Concern grows over suspected cases of Marburg virus disease in Ghana

GHANA – Ghana has announced that preliminary analysis of samples taken from two patients by the country’s Noguchi Memorial Institute for Medical Research indicated that the cases were positive for Marburg virus disease.

The country also sent the samples to the Institut Pasteur in Senegal, a World Health Organization (WHO) Collaborating Centre, for confirmation as per standard procedure after two patients from the southern Ashanti region presenting with diarrhea, fever, nausea and vomiting recently died.

Marburg virus disease is a highly infectious viral hemorrhagic fever that is transmitted to people from fruit bats and spreads among humans through direct contact with the bodily fluids of infected people, surfaces and materials.

The early sign of the Marburg, which is in the same family as Ebola, include high fever, severe headache and malaise. Many patients develop severe hemorrhagic signs within seven days while case fatality rates have varied from 24% to 88% in past outbreaks depending on virus strain and case management.

Although there are no vaccines or antiviral treatments approved to treat the virus, supportive care – rehydration with oral or intravenous fluids – and treatment of specific symptoms, improves survival. A range of potential treatments, including blood products, immune therapies and drug therapies, are being evaluated

Subsequently, the Ghanaian Government is working closely with the World Health Organization to set up necessary preparations for a possible outbreak response as further investigations are underway in an effort to avert a possible spill-over of the Marburg virus.

WHO Representative in Ghana Dr Francis Kasolo said health authorities are on the ground investigating the situation and preparing for a possible outbreak response, adding that the health body is collaborating with Ghana to ramp up detection and track contacts for infection control and prevention.

WHO confirmed that the body is deploying experts to support Ghana’s health authorities by bolstering disease surveillance, testing, tracing contacts, preparing to treat patients and working with communities to alert and educate them about the disease and to collaborate with the emergency response teams.

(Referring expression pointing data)
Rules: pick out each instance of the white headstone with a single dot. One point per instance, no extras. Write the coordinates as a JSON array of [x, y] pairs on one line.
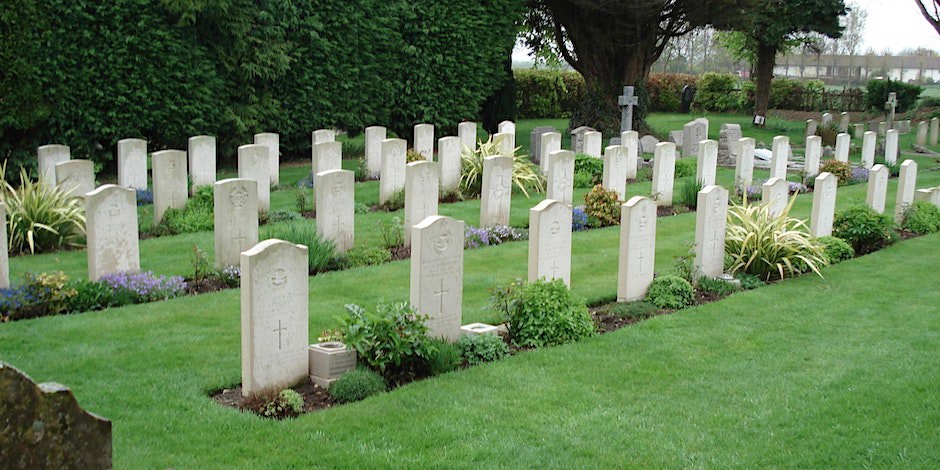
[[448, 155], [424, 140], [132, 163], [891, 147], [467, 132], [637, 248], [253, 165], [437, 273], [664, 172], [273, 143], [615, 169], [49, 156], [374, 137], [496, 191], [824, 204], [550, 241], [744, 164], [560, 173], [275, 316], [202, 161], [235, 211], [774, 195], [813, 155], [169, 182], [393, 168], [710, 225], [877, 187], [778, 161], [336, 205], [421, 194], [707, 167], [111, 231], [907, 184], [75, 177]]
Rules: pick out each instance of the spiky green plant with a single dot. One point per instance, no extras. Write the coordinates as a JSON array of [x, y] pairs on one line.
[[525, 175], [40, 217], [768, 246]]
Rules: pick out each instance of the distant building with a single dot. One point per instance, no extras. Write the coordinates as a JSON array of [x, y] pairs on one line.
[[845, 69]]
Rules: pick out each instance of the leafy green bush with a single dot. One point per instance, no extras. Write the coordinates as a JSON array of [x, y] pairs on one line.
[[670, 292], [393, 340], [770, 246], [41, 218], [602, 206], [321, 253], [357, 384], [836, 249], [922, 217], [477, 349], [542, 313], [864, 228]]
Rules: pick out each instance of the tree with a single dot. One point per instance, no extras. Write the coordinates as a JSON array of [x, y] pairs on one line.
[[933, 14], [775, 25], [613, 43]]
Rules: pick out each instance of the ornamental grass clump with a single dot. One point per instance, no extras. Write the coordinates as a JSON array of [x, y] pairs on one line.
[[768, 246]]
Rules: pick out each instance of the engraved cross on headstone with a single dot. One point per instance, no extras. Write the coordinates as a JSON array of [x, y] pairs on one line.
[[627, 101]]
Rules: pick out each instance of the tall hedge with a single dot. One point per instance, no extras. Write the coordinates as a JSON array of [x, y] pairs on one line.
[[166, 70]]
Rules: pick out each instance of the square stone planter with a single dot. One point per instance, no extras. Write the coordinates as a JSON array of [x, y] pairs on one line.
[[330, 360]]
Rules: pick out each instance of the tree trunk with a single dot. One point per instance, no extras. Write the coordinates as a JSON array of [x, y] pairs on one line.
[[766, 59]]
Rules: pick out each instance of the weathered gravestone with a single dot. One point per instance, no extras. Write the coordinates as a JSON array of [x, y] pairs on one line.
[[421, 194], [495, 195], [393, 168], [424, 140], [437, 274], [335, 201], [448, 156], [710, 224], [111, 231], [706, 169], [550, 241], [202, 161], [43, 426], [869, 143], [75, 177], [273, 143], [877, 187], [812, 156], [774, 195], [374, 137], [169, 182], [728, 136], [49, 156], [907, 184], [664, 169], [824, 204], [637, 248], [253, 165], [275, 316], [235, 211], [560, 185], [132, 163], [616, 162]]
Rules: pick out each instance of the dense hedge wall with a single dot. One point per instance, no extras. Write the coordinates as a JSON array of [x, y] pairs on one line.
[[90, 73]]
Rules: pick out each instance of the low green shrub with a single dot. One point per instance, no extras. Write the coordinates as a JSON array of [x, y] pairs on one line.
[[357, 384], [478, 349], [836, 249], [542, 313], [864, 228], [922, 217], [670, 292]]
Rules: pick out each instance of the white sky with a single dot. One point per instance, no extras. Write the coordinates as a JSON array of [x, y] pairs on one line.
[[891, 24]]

Task A: Copy out the stretch of the article on suspected Marburg cases in Ghana from "GHANA – Ghana" through "Marburg virus disease.".
Task B: Write what comes next in the article on suspected Marburg cases in Ghana, starting after its final sentence.

Exercise result A:
GHANA – Ghana has announced that preliminary analysis of samples taken from two patients by the country’s Noguchi Memorial Institute for Medical Research indicated that the cases were positive for Marburg virus disease.

Exercise result B:
If confirmed, the cases in Ghana would mark the second time Marburg has been detected in West Africa. Guinea confirmed a single case in an outbreak that was declared over on 16 September 2021, five weeks after the initial case was detected,” WHO reports.

According to the World Health Organization, previous outbreaks and sporadic cases of Marburg virus disease in Africa have been reported in Angola, the Democratic Republic of the Congo, Kenya, South Africa and Uganda.

The international public health agency announced that the disease was detected in southern Guinea, the same region where the initial cases of the February-June Ebola 2021 outbreak as well as the 2014-2016 West Africa Ebola outbreak were detected.

Guinea declared the end of the Marburg virus disease outbreak in September 2021 having recorded no new cases over the period of 42 days, two incubation periods, or the time elapsed between infection and the onset of symptoms.

Guinea’s health authorities partnered with WHO to promptly mount emergency response, deploy expert teams to carry out further investigations, step up disease surveillance, assess the risks and bolster community mobilization, testing, clinical care as well as infection prevention and control measures.

Although there are no vaccines or antiviral treatments approved to treat the virus, supportive care involving rehydration with oral or intravenous fluids and treatment of specific symptoms improves survival, WHO highlights.